# DIRECTIONS:
Reproduce the lines below word for word.

# GIVEN ENTRIES:
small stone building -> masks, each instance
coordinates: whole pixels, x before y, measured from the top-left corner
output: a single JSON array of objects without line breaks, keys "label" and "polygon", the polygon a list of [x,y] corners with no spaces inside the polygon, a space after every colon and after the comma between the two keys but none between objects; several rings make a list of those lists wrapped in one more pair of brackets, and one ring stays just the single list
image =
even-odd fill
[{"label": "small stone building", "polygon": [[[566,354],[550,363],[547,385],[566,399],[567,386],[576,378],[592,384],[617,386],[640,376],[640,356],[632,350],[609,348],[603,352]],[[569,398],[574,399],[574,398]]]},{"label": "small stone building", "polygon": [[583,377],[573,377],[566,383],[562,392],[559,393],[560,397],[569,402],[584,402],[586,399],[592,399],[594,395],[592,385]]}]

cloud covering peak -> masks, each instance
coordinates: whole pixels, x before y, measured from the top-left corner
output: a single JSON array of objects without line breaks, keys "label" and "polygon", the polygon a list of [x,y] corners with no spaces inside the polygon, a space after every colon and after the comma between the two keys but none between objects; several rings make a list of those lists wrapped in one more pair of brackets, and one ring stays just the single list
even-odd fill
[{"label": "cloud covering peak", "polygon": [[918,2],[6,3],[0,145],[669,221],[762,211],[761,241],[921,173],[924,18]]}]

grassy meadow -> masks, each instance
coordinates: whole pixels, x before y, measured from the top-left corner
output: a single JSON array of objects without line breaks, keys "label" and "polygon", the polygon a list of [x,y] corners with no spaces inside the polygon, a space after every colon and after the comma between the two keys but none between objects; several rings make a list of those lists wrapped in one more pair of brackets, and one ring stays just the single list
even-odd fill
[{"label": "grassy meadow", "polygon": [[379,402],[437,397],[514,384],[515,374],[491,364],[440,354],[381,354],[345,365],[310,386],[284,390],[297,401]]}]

# SOLUTION TO THE EXERCISE:
small stone building -> masks, each instance
coordinates: whole pixels, x before y, measured from the top-left corner
output: a single JSON array of objects without line breaks, keys "label" and "polygon", the polygon a list of [x,y] corners with no spaces inside the polygon, a space after every colon and after the comma between the two keys but none between objects; several rings make a list of those lists wrapped in one more pair of brackets, and one ring stays just the single list
image =
even-odd fill
[{"label": "small stone building", "polygon": [[[566,354],[550,363],[547,385],[566,399],[567,386],[576,378],[592,384],[617,386],[640,376],[640,356],[632,350],[609,348],[603,352]],[[569,398],[574,399],[574,398]]]},{"label": "small stone building", "polygon": [[583,377],[573,377],[566,383],[562,392],[559,393],[560,397],[569,402],[584,402],[586,399],[592,399],[594,395],[592,385]]}]

cloud covering peak -> masks, each instance
coordinates: whole pixels, x before y, measured from the top-left corner
output: a single JSON array of objects without line breaks, keys "label" and "polygon", the polygon a list of [x,y] corners with no spaces inside the polygon, a space after every colon and after the comma between the two keys but none between objects; several rings make a list of those lists wrapped in one more pair of brackets, and one ring stays just the single list
even-odd fill
[{"label": "cloud covering peak", "polygon": [[918,2],[6,3],[0,145],[669,221],[762,211],[761,241],[921,173],[924,18]]}]

grassy meadow -> masks, each instance
coordinates: whole pixels, x before y, measured from the top-left corner
output: a single JSON array of objects without line breaks, keys "label" and "polygon", the polygon a list of [x,y] corners with no spaces inside the polygon, a space after every colon and after the comma between the two keys but none between objects; several rings make a list of those lists wrapped in one more pair of brackets, and one ring stays just the single list
even-odd fill
[{"label": "grassy meadow", "polygon": [[379,402],[437,397],[514,384],[515,374],[491,364],[440,354],[381,354],[345,365],[310,386],[284,390],[297,401]]}]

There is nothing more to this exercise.